> **Passage shown**

***

As 2025 shapes up to be the year in which larger organizations finally get around to (thinking about maybe) adopting AI, trust is front and center. The relatively loud concerns about hallucinations from 2023 have quieted down, but the underlying fear that AI applications can’t be trusted to provide reliable, high-quality outputs has remained. With our focus at RunLLM on building an AI Support Engineer, that means we spend a significant amount of our time thinking about how we can optimize the process of building trust with customers. If our customers don’t trust us to represent their product well, they’re simply never going to use us in front of their customers.
“Trust” sounds conceptually simple — do you believe what the AI system is telling you or not? Unfortunately, it’s more complex than that. The most important nuance is that trust is highly contextual: You would trust the best chef in the world to tell you how to make a great lasagna, but you wouldn’t immediately trust their guidance for how you should fix your car engine. In other words, just because someone has your trust in one area, that trust shouldn’t blindly be translated elsewhere.
Because general-purpose LLMs have been trained on all the data available on the internet, we pretend that they know about everything. To an extent, that’s reasonable, but we’ve also learned that we should be a little skeptical of random unvetted facts that LLMs give us. As these models are applied to more and more fields, we should switch our mindset to think about AI applications more as specialists (like a world class chef or a world class mechanical engineer) rather than as generalists who know a little bit about everything.

***

> **Work request A**
Retype the passage on trust in AI, everything from "As 2025 shapes" down to "of their customers.".
> **Work request B**
In the passage on trust in AI, what is RunLLM focused on building?
> **Work request C**
List every job title that the passage on trust in AI names.

> **Dataset section**
***

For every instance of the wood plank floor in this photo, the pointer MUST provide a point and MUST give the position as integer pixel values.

***

> **Response box A**
As 2025 shapes up to be the year in which larger organizations finally get around to (thinking about maybe) adopting AI, trust is front and center. The relatively loud concerns about hallucinations from 2023 have quieted down, but the underlying fear that AI applications can’t be trusted to provide reliable, high-quality outputs has remained. With our focus at RunLLM on building an AI Support Engineer, that means we spend a significant amount of our time thinking about how we can optimize the process of building trust with customers. If our customers don’t trust us to represent their product well, they’re simply never going to use us in front of their customers.

> **Response box B**
An AI Support Engineer.

> **Response box C**
- chef
- mechanical engineer
- AI Support Engineer